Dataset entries
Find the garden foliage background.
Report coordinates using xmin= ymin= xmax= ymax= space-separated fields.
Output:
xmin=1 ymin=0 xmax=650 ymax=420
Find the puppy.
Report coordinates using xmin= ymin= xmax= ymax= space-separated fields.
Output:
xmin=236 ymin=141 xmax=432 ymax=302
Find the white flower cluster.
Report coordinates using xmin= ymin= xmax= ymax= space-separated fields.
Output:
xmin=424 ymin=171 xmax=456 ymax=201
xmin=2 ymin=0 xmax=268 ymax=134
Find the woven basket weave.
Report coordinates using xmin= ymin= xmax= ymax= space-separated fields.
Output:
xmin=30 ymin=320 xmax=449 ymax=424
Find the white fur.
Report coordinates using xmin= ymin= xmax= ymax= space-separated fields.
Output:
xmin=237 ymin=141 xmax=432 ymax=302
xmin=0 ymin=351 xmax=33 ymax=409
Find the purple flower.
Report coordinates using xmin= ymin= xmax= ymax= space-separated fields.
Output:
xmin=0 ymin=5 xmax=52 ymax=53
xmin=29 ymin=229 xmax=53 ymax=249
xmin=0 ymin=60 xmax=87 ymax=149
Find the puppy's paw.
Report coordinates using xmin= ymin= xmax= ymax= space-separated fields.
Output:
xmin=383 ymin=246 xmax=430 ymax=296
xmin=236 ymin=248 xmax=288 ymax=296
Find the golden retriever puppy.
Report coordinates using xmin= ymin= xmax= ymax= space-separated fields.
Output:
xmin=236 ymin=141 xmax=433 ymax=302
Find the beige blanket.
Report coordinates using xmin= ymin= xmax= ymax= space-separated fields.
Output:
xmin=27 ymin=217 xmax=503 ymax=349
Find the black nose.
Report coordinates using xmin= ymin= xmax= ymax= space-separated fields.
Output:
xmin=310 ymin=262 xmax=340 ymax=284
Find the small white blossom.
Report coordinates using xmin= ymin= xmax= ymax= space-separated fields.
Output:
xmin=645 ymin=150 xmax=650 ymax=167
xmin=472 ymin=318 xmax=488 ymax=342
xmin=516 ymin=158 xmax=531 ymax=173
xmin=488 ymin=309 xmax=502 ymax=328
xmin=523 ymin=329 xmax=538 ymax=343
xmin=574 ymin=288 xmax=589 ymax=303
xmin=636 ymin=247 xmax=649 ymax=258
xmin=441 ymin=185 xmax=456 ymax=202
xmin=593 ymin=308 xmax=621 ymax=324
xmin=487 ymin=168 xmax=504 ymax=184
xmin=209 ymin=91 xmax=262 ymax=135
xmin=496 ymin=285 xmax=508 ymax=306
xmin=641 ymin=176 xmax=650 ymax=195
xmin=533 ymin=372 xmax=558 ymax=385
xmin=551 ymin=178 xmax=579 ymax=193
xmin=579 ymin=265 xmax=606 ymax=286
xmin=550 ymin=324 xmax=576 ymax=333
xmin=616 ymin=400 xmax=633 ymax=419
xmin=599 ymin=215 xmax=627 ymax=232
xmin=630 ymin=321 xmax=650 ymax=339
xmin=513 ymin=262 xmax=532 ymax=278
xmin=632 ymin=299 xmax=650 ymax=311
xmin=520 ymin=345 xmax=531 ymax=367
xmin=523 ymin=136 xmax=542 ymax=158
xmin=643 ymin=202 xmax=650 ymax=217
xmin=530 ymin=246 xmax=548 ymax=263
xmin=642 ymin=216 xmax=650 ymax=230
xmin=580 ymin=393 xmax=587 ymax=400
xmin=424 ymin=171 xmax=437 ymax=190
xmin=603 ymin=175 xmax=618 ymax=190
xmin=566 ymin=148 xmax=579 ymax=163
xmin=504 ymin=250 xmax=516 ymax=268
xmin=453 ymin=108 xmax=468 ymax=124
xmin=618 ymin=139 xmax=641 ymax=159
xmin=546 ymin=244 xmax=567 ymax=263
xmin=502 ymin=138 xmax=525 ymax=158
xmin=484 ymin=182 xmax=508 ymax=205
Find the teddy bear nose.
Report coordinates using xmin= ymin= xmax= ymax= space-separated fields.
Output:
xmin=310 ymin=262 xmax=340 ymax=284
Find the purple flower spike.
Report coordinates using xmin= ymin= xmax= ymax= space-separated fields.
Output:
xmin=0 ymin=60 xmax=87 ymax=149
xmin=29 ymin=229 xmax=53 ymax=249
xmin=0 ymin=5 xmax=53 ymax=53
---
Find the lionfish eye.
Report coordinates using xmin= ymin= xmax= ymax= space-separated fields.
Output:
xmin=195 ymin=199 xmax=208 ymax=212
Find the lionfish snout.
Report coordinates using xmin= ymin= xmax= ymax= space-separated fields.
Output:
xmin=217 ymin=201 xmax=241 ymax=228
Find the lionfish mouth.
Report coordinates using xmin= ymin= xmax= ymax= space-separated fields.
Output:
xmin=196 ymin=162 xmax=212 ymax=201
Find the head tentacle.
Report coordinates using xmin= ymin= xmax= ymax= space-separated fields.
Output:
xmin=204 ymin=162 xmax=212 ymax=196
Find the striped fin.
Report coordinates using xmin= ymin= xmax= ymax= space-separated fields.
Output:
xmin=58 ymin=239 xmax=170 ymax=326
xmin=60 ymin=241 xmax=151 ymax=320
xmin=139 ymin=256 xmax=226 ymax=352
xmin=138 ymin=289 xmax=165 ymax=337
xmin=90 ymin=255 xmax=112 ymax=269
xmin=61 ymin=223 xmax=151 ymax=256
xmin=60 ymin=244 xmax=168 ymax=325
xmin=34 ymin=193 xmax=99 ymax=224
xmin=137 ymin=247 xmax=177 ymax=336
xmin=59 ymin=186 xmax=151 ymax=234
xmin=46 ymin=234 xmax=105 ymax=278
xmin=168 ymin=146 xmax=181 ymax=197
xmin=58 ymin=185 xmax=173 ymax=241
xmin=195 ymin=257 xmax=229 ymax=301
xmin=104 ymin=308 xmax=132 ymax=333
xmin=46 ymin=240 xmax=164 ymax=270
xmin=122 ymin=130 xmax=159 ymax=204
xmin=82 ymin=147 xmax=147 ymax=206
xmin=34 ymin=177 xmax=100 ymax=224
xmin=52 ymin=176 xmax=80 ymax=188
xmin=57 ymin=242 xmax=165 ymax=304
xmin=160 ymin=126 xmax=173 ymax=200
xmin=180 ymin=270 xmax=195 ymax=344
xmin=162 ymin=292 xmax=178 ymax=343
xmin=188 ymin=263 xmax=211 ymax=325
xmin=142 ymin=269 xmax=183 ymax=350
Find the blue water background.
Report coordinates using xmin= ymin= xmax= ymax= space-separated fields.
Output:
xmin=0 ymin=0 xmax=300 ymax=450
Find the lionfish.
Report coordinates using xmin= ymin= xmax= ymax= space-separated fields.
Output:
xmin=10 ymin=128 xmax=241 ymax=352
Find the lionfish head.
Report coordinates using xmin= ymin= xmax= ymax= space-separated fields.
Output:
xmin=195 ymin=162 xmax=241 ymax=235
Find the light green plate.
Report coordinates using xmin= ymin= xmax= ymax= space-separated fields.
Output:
--
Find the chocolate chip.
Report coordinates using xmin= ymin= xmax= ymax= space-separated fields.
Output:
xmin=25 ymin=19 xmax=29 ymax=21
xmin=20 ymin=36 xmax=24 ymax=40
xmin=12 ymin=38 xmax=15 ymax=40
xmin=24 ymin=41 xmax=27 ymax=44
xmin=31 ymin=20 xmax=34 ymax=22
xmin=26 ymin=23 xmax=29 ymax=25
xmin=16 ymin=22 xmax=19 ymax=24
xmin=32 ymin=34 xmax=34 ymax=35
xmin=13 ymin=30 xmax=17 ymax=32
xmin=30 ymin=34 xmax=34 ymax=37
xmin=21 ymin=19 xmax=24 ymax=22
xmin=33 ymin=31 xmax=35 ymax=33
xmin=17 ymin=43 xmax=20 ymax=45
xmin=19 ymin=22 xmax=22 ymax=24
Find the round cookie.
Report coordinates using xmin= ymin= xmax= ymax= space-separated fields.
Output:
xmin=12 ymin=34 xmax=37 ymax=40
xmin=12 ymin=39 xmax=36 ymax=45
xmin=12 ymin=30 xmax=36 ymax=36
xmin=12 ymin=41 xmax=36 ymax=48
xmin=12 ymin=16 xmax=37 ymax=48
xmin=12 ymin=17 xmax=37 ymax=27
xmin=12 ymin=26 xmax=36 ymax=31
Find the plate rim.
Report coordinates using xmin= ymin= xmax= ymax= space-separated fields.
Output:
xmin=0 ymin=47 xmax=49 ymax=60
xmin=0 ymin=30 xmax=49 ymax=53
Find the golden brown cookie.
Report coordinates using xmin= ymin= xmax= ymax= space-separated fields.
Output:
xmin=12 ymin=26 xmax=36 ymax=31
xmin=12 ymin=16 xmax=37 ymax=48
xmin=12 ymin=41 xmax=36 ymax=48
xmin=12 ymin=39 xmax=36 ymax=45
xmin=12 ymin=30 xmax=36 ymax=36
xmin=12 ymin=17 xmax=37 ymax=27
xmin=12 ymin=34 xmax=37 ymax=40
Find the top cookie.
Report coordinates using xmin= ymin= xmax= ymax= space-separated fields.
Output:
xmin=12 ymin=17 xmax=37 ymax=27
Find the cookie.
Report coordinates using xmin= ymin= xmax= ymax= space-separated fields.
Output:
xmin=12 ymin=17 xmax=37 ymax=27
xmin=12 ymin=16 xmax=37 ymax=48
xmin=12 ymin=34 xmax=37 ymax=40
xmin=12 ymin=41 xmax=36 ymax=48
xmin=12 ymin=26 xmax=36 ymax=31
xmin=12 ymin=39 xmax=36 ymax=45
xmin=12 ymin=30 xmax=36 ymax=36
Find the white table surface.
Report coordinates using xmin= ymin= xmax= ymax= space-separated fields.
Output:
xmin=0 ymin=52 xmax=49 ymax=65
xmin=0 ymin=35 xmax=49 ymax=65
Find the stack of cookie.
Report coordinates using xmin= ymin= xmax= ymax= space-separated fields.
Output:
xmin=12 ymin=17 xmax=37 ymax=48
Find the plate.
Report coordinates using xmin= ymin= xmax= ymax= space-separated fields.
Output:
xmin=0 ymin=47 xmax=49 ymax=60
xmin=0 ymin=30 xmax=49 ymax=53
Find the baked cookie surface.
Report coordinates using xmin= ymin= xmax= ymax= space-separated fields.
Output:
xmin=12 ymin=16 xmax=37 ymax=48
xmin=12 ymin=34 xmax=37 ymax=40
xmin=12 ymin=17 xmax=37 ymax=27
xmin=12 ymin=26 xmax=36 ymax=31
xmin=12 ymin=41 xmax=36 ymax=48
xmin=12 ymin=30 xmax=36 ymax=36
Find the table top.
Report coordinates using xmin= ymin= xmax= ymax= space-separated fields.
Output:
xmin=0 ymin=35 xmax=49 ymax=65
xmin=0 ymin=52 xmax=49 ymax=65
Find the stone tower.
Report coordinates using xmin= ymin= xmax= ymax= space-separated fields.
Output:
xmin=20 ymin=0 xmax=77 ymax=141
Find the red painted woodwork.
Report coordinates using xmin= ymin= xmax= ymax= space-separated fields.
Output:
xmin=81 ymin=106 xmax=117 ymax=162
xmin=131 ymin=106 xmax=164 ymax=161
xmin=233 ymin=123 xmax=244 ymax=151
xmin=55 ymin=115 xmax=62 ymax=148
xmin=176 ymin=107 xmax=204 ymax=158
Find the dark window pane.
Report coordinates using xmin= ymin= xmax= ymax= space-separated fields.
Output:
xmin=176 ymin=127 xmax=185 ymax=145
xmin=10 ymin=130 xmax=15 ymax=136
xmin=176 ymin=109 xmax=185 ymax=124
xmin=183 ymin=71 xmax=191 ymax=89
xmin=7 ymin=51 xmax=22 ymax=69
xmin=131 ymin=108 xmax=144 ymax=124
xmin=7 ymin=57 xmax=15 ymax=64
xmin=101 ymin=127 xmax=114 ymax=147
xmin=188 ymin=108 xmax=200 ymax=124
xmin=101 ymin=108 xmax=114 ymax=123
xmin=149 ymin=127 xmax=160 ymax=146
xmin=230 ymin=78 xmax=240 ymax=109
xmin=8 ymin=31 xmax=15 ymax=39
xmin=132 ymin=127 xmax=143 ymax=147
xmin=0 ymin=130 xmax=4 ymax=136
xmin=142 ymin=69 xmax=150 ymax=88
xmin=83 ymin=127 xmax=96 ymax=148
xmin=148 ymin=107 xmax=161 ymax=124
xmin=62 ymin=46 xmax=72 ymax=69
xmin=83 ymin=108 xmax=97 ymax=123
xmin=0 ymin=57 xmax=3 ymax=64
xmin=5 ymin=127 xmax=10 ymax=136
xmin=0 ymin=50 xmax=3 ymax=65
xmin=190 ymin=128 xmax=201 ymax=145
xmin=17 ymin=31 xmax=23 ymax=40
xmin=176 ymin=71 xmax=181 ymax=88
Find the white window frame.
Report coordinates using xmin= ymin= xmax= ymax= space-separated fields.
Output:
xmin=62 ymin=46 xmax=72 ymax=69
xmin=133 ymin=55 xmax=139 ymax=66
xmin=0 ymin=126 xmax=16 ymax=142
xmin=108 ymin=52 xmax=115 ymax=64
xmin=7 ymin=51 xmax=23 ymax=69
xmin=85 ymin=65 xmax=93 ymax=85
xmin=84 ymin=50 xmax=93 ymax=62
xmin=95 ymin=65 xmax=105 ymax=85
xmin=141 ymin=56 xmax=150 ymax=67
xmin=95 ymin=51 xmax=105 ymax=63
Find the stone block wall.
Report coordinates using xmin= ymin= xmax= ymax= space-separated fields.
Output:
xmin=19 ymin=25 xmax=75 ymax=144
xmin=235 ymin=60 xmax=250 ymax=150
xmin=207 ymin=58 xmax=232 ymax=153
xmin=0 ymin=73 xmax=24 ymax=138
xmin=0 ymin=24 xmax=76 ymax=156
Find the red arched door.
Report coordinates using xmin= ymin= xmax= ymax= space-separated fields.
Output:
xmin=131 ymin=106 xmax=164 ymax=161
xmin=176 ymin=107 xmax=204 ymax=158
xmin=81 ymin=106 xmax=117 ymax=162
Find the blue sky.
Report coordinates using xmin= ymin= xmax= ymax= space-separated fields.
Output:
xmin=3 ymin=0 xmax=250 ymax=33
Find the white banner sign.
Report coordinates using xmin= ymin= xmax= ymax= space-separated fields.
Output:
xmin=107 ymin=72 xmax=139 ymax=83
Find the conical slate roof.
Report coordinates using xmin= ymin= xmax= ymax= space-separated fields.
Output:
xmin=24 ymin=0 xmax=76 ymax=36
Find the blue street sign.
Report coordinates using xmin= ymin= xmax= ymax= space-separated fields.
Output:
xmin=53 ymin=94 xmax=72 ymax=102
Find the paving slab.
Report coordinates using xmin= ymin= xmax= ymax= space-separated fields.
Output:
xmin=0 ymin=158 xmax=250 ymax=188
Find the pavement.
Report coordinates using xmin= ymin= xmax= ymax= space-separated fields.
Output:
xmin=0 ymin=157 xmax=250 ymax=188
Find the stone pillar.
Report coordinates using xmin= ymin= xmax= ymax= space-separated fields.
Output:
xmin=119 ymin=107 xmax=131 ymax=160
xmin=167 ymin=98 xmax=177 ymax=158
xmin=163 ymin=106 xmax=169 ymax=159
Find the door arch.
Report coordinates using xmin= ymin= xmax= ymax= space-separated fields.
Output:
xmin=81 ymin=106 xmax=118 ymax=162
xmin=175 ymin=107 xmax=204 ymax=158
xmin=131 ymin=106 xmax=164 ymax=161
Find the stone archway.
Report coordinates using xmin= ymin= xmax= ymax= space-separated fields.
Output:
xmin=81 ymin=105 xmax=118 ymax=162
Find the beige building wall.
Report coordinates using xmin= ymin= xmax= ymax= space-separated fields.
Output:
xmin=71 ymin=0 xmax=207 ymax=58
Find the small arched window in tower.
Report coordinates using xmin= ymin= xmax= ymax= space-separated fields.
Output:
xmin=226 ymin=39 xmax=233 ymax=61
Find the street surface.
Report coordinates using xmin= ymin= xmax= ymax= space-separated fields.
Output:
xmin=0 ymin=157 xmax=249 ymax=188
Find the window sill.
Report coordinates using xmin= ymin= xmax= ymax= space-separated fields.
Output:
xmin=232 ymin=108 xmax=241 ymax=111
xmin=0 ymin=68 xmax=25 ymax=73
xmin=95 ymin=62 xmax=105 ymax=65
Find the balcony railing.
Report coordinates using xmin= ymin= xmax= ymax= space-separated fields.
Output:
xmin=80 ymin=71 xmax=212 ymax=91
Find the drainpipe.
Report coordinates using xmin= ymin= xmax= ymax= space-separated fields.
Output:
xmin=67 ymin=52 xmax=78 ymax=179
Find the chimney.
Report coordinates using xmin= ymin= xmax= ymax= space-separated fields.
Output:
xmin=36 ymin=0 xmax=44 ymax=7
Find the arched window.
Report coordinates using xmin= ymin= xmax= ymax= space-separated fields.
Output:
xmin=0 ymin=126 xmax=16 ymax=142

→ Task instructions
In the entries above, find the line with "Find the cookie." and the line with "Find the stack of cookie.", then set down exactly those two and every line between them, nothing else.

→ Final answer
Find the cookie.
Report coordinates using xmin= ymin= xmax= ymax= space-separated fields.
Output:
xmin=12 ymin=17 xmax=37 ymax=27
xmin=12 ymin=16 xmax=37 ymax=48
xmin=12 ymin=34 xmax=37 ymax=40
xmin=12 ymin=41 xmax=36 ymax=48
xmin=12 ymin=26 xmax=36 ymax=31
xmin=12 ymin=39 xmax=36 ymax=45
xmin=12 ymin=30 xmax=36 ymax=36
Find the white table surface.
Report coordinates using xmin= ymin= xmax= ymax= space-separated fields.
Output:
xmin=0 ymin=52 xmax=49 ymax=65
xmin=0 ymin=35 xmax=49 ymax=65
Find the stack of cookie.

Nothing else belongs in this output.